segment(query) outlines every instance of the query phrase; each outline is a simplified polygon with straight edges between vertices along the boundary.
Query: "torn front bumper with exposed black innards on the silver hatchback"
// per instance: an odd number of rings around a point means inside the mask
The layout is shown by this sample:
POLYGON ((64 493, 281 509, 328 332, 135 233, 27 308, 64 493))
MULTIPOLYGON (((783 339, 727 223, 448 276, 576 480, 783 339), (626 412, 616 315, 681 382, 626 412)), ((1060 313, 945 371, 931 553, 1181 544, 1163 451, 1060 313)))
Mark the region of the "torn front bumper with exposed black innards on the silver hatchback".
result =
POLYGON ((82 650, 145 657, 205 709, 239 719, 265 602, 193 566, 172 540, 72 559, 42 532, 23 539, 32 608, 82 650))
□ □ □ □ □ □ □
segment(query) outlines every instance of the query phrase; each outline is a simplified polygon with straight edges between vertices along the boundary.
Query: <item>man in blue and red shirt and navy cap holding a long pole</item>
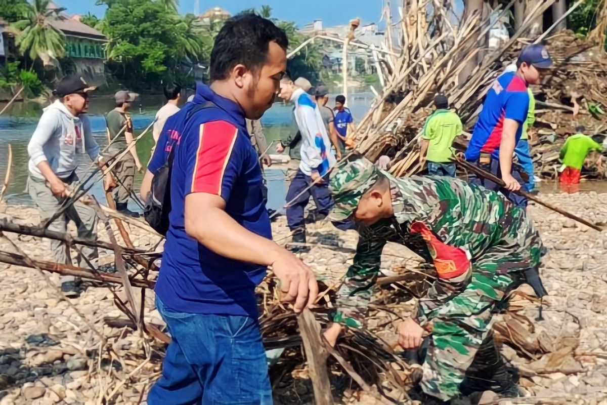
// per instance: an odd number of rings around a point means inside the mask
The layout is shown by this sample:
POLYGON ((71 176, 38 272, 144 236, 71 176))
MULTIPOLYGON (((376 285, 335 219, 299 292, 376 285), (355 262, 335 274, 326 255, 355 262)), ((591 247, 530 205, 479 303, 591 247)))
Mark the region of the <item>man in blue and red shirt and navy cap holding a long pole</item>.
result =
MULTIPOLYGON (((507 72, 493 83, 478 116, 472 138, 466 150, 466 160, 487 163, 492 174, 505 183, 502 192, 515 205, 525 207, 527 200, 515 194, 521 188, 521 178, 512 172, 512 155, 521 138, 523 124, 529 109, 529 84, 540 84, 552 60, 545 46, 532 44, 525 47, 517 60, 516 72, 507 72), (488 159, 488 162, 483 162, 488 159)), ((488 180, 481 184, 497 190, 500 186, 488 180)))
□ □ □ □ □ □ □
Look over the listing above. Pick out and copy every line that includes "bumper".

Query: "torn front bumper with exposed black innards on the silver hatchback"
Mark the region of the "torn front bumper with exposed black innards on the silver hatchback".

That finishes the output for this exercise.